_EXERCISE BRIEF_
From the data below, return all lines holding the string "camouflage".

_SUPPLIED MATERIAL_
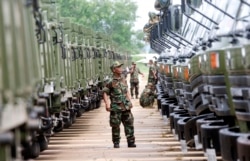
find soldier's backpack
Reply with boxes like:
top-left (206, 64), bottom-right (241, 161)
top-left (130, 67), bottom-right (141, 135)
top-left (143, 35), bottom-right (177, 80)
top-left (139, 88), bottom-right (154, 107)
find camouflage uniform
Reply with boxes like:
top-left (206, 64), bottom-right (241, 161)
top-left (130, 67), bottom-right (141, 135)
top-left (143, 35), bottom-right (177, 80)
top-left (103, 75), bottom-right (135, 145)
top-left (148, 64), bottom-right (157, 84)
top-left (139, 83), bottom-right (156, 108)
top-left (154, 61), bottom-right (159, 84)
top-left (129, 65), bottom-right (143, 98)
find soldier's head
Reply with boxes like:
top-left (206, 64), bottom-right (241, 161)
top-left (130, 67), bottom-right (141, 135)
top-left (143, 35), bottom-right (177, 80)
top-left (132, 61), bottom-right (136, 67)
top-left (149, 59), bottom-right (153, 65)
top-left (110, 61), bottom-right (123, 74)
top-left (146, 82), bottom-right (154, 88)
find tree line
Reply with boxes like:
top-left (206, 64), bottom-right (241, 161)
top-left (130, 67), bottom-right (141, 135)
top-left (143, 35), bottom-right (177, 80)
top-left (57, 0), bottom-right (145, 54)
* * *
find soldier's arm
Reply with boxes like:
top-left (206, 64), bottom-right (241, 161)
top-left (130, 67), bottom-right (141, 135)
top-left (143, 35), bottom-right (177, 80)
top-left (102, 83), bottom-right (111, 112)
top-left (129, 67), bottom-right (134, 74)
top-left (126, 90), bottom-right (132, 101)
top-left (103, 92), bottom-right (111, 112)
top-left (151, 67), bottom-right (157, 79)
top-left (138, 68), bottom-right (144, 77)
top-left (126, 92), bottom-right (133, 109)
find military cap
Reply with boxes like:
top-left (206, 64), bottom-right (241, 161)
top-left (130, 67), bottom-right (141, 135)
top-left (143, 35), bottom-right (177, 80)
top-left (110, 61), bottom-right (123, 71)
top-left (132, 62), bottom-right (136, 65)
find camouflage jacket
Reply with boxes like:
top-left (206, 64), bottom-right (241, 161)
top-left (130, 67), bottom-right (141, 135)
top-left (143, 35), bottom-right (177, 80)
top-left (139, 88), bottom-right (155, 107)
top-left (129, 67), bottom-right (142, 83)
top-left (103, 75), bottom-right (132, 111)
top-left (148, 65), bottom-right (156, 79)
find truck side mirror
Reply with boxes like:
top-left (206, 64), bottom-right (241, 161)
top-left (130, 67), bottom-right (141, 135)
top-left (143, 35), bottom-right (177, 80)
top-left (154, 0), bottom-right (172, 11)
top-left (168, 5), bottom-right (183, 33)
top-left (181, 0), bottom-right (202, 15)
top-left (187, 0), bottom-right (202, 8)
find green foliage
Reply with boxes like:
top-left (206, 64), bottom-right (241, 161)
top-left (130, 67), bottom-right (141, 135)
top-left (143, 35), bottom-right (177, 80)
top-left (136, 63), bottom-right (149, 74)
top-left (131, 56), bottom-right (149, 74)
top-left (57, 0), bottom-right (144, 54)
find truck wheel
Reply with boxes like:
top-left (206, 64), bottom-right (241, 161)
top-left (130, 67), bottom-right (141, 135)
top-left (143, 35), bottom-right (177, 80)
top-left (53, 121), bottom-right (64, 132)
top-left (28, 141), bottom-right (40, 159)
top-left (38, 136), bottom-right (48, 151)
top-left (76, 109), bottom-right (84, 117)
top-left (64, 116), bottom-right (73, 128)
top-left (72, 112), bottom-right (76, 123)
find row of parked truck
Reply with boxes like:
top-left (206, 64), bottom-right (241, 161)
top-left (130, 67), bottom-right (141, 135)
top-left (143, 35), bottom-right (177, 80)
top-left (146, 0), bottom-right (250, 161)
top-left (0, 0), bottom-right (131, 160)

_RESPONSE_
find camouflage uniform
find camouflage jacket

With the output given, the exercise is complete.